[Data listing]
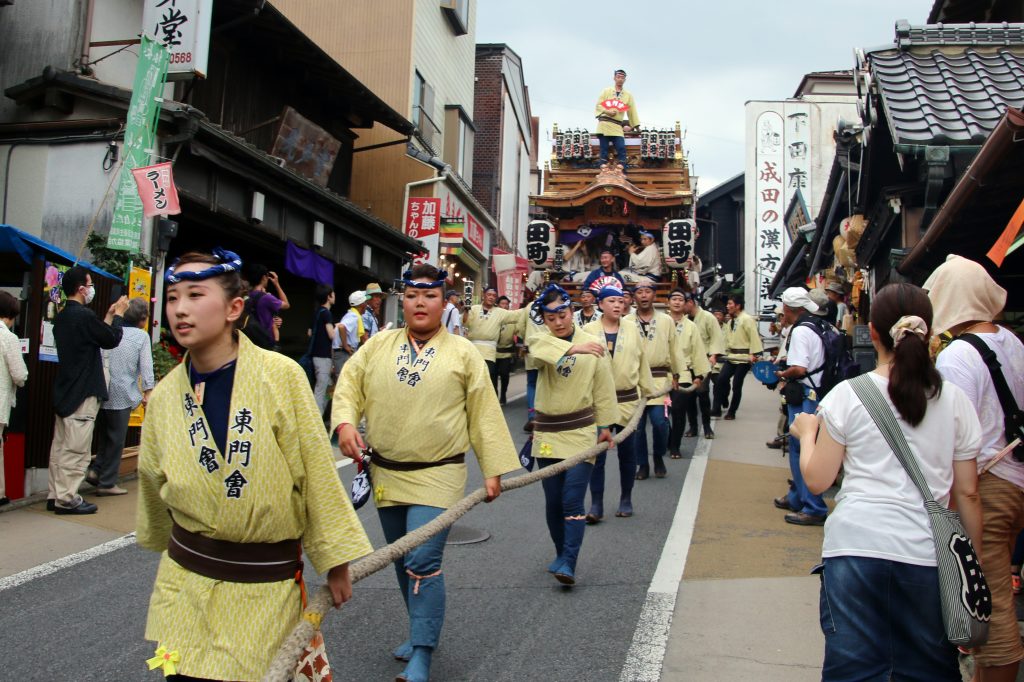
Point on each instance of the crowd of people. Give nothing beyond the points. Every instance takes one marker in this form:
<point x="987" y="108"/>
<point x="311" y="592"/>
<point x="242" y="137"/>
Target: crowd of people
<point x="237" y="472"/>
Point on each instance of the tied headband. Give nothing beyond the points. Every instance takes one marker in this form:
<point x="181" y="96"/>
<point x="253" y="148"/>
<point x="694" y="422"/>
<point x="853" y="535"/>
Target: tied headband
<point x="229" y="262"/>
<point x="538" y="309"/>
<point x="436" y="284"/>
<point x="908" y="325"/>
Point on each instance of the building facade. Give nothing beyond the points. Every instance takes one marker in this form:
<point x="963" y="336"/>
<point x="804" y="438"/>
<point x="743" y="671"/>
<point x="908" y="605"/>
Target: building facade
<point x="790" y="151"/>
<point x="420" y="57"/>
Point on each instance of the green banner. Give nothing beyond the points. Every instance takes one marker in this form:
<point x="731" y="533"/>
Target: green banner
<point x="140" y="134"/>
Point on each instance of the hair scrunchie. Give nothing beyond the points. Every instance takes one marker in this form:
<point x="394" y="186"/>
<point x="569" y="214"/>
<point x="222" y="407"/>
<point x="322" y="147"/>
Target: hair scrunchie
<point x="908" y="325"/>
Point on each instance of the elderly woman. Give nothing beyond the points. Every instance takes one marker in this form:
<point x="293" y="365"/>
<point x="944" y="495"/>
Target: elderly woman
<point x="12" y="371"/>
<point x="130" y="361"/>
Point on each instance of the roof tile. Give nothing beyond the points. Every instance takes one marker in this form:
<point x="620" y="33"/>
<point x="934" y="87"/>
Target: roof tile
<point x="952" y="95"/>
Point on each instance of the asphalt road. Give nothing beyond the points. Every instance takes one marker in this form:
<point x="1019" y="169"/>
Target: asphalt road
<point x="507" y="617"/>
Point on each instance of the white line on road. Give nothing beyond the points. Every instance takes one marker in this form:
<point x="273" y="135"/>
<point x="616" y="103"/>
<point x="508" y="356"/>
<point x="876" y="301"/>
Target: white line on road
<point x="646" y="654"/>
<point x="66" y="562"/>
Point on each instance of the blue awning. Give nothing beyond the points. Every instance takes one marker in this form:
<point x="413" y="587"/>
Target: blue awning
<point x="25" y="245"/>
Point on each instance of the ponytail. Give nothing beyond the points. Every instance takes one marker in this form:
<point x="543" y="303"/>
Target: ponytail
<point x="912" y="378"/>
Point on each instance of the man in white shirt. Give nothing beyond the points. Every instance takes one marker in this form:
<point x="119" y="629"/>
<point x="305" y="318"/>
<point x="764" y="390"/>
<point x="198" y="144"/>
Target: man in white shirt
<point x="452" y="318"/>
<point x="645" y="261"/>
<point x="966" y="300"/>
<point x="805" y="359"/>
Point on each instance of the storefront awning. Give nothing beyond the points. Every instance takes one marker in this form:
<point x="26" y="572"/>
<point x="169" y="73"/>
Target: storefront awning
<point x="28" y="246"/>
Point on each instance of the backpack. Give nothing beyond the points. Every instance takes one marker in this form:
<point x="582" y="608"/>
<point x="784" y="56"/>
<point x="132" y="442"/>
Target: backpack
<point x="1013" y="417"/>
<point x="839" y="365"/>
<point x="249" y="324"/>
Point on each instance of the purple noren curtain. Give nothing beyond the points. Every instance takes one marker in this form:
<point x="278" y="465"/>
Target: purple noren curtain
<point x="307" y="264"/>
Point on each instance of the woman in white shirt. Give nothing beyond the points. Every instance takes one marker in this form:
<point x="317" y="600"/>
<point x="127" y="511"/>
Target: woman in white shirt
<point x="880" y="605"/>
<point x="12" y="371"/>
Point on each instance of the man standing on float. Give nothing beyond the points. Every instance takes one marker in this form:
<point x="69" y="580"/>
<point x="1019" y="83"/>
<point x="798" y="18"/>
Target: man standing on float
<point x="614" y="105"/>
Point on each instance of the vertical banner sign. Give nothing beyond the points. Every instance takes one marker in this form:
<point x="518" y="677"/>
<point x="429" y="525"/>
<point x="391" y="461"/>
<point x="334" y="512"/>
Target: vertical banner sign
<point x="140" y="133"/>
<point x="183" y="28"/>
<point x="423" y="222"/>
<point x="770" y="185"/>
<point x="474" y="232"/>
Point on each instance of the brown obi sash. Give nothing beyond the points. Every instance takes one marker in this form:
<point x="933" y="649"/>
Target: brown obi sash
<point x="384" y="463"/>
<point x="628" y="395"/>
<point x="567" y="422"/>
<point x="236" y="562"/>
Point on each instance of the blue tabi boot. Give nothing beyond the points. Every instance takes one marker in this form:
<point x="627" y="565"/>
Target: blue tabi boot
<point x="403" y="651"/>
<point x="625" y="507"/>
<point x="418" y="669"/>
<point x="574" y="527"/>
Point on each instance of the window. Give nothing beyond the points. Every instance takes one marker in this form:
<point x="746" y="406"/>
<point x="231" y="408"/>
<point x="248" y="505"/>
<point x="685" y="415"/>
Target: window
<point x="457" y="13"/>
<point x="459" y="134"/>
<point x="423" y="111"/>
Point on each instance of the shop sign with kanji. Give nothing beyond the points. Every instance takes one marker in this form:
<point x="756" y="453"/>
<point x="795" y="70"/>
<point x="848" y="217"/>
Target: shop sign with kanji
<point x="183" y="28"/>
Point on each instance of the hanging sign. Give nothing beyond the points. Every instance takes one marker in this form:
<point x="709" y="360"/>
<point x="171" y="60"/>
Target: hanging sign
<point x="183" y="28"/>
<point x="156" y="188"/>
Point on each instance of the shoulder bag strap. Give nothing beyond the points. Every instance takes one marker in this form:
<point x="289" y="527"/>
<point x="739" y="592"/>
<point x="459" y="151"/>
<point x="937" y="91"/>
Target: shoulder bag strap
<point x="1007" y="399"/>
<point x="884" y="418"/>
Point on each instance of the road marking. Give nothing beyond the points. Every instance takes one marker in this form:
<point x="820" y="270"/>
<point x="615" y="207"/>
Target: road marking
<point x="66" y="562"/>
<point x="646" y="654"/>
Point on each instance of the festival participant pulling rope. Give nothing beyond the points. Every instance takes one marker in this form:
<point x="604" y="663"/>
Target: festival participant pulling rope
<point x="283" y="667"/>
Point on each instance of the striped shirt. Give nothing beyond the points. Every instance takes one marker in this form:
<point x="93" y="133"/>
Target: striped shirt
<point x="131" y="359"/>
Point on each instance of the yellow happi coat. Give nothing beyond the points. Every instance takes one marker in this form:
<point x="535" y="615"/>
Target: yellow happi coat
<point x="741" y="335"/>
<point x="483" y="328"/>
<point x="691" y="350"/>
<point x="629" y="365"/>
<point x="660" y="348"/>
<point x="230" y="631"/>
<point x="569" y="383"/>
<point x="422" y="409"/>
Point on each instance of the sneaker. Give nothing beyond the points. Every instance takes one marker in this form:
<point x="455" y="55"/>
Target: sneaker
<point x="800" y="518"/>
<point x="82" y="508"/>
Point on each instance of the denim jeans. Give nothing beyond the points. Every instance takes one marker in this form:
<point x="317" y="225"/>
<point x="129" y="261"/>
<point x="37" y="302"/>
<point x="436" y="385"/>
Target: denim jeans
<point x="424" y="589"/>
<point x="883" y="621"/>
<point x="619" y="141"/>
<point x="563" y="497"/>
<point x="800" y="498"/>
<point x="627" y="468"/>
<point x="659" y="431"/>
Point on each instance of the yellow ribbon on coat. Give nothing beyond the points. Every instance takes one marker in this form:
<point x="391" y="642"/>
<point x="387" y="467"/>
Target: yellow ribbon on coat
<point x="166" y="661"/>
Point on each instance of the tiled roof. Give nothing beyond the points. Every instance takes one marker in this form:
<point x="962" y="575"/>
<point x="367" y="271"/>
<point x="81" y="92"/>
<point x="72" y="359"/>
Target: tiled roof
<point x="949" y="94"/>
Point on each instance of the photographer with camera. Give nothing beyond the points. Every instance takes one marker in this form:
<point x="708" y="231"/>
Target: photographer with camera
<point x="986" y="361"/>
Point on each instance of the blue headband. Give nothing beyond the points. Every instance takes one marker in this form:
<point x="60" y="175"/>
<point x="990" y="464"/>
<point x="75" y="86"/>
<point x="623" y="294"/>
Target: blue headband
<point x="538" y="309"/>
<point x="229" y="262"/>
<point x="436" y="284"/>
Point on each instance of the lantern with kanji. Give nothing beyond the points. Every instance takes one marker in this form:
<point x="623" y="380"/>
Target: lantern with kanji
<point x="677" y="242"/>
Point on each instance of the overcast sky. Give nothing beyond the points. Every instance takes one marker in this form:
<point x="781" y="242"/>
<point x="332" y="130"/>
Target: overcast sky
<point x="696" y="62"/>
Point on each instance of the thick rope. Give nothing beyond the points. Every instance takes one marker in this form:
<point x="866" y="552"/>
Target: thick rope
<point x="283" y="667"/>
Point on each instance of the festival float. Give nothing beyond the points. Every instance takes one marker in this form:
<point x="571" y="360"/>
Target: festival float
<point x="604" y="206"/>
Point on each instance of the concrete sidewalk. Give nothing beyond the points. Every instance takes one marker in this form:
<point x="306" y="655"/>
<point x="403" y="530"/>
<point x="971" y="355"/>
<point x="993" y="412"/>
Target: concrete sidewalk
<point x="747" y="607"/>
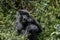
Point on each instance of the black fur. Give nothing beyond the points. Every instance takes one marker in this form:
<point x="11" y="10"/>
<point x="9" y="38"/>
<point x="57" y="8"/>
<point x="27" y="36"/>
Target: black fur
<point x="25" y="22"/>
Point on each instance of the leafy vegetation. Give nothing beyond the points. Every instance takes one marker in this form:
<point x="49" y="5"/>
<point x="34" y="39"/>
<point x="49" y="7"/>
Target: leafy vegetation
<point x="47" y="12"/>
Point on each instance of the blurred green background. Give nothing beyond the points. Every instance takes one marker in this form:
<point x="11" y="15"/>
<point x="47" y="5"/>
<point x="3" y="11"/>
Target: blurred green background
<point x="47" y="12"/>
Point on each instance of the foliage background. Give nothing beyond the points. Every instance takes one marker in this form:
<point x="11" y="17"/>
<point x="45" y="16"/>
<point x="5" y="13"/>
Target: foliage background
<point x="47" y="12"/>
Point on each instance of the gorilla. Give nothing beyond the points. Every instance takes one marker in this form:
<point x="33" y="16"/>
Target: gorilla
<point x="25" y="23"/>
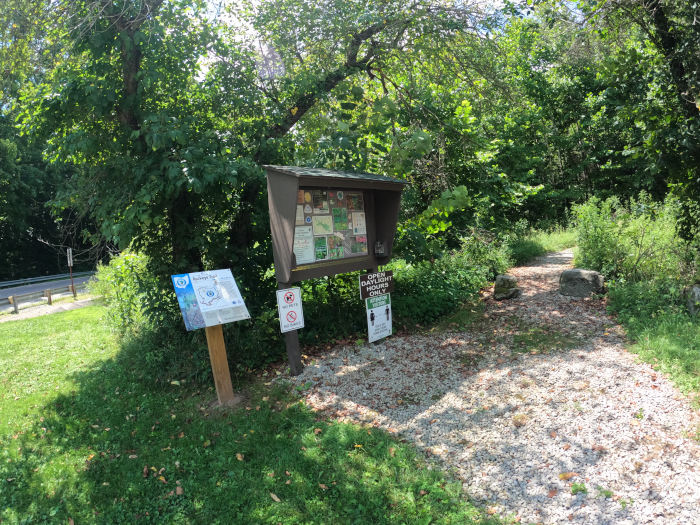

[About this exercise] Copy, exactly and only, the lines above that begin with the one containing "Target: elderly woman" and finish with the one containing "Point on each instance of the white".

[Solution]
Target: elderly woman
<point x="12" y="371"/>
<point x="130" y="361"/>
Point on each instance of the roof tile. Give nothing beyond the points. Every instance takes one marker in this form:
<point x="620" y="33"/>
<point x="934" y="87"/>
Target: roof tile
<point x="952" y="95"/>
Point on each instance of the asphalt road. Give nothing beyond the points. Every instance takes one marker in this form:
<point x="1019" y="169"/>
Target: asphalt road
<point x="507" y="617"/>
Point on each instance of the white line on road. Give nothing beyond the points. Every instance takes one marker in this form:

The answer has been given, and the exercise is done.